» Exercise prompt
Rewrite everything from the line containing "For every instance of the power" down to the line containing "x=204, y=56", switching "power transmission tower" to "electricity pylon" and leaving all else unchanged.
....
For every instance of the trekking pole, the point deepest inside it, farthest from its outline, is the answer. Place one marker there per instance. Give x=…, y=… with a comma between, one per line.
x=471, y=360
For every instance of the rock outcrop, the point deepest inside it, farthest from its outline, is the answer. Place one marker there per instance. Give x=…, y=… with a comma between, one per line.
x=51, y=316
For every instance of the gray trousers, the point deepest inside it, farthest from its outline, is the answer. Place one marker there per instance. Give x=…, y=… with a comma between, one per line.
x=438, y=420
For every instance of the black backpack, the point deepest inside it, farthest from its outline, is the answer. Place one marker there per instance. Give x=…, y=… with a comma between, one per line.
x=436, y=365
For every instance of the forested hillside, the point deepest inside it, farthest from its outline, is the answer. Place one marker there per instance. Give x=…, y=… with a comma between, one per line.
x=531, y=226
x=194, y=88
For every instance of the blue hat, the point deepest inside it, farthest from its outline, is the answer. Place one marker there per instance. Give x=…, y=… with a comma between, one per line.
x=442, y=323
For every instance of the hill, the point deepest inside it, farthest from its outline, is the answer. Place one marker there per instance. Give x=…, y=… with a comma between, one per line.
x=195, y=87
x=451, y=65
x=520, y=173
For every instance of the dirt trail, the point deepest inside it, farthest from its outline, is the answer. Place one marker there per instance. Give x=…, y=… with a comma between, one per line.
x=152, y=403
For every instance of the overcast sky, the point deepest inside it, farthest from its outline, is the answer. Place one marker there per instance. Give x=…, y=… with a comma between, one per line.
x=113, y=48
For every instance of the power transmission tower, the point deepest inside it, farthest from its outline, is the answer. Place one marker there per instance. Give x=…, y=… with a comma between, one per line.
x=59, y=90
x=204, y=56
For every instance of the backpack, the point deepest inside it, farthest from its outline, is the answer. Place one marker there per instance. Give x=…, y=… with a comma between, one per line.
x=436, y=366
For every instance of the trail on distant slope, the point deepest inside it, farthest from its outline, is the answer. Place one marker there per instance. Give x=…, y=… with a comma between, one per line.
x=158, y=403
....
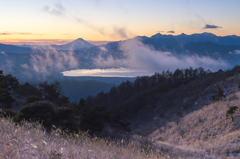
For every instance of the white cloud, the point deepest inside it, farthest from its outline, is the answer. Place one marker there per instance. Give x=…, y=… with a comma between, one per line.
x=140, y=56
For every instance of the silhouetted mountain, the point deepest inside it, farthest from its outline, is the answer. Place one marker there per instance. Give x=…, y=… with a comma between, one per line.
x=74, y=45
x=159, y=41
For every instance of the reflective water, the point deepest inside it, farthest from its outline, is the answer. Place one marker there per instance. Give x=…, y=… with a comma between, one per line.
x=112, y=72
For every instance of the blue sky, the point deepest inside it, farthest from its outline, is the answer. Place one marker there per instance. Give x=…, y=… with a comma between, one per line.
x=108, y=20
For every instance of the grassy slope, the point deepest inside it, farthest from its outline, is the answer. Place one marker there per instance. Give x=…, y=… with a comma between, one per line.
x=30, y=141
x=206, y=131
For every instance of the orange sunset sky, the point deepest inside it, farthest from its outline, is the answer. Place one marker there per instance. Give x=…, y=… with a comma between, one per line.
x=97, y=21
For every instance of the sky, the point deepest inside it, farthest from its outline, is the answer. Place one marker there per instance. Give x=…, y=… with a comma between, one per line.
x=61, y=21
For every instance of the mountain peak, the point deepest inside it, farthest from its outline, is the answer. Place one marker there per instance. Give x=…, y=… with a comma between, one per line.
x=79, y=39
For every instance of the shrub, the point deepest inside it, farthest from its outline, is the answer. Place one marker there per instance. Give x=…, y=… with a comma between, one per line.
....
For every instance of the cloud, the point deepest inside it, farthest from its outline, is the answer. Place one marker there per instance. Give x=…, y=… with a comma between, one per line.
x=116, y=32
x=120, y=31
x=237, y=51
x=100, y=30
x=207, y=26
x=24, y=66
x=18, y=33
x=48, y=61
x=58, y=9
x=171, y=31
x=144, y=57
....
» Exercise solution
For every instance of the electricity pylon, the point deepest inside it, farthest from its outline, is the answer. Place one marker there per instance. Give x=…, y=… with a comma between, one per line.
x=59, y=90
x=204, y=56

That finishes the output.